Records shown:
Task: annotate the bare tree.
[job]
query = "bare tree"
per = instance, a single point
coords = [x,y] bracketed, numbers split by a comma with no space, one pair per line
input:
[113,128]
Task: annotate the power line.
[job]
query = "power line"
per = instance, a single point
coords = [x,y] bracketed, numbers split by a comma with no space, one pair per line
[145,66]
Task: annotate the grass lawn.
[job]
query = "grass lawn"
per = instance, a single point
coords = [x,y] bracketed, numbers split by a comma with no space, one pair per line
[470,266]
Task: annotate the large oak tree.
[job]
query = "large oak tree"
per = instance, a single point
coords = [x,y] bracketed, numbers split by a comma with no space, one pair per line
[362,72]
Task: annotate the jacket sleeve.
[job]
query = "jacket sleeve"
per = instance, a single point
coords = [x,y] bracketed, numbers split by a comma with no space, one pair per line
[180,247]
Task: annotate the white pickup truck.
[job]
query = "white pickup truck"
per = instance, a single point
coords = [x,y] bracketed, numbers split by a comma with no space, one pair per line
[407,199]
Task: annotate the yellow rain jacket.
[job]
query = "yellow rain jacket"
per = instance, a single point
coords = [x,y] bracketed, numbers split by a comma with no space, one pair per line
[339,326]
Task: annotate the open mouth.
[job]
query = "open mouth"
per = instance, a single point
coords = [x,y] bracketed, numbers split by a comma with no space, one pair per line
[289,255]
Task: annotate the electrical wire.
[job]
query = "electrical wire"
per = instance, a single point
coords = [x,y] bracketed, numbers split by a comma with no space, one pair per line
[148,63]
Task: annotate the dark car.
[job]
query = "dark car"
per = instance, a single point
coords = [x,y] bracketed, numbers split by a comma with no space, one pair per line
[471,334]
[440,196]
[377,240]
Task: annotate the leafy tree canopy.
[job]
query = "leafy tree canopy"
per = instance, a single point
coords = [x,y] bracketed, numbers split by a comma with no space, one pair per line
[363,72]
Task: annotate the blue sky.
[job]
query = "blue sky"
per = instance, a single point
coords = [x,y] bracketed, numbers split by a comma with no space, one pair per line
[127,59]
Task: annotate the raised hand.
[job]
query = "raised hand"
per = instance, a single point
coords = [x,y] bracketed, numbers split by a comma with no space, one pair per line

What you are asked to do: Reproduce every line starting at the line that contains "Task: annotate the yellow rain jacket." and ending at the end of the items, requests included. Scale each coordinate value in the answers by 1.05 and round it to a whole number, with halves rounded up, leaving the requests and their format samples unchanged.

Task output:
Task: annotate the yellow rain jacket.
[job]
query = "yellow rain jacket"
per = instance, a single point
coords = [x,y] bracketed, numbers split by a comma with no space, one pair per line
[356,342]
Task: annotate the open mouth.
[job]
query = "open mouth"
per = instance, a single point
coords = [x,y] bracketed, numbers split by a comma with no space, one pair per line
[303,268]
Task: annotate the electrical wire.
[job]
query = "electrical wire"
per = instance, a single point
coords = [x,y] bracketed, numbers split by a comma with no space, one pair per line
[155,66]
Task: annotate the dark car.
[job]
query = "dark car"
per = instance, a single point
coords = [x,y] bracketed, numbers split by a comma with no space, one pair per line
[495,351]
[462,206]
[396,252]
Task: annotate the leafy tree canopy.
[job]
query = "leafy tree canopy"
per = instance, a single point
coords = [x,y] bracketed, numbers split by a comma with no space, one pair per line
[381,76]
Task: annotate the blue sky.
[job]
query = "blue sky"
per = instance, a single point
coords = [x,y] bracketed, numbers split by a comma with no space, one pair per line
[133,62]
Task: annotate the raised hand.
[job]
query = "raised hand"
per = instance, a single point
coords = [x,y] bracketed, numbers split by a comma with no space, one pair per line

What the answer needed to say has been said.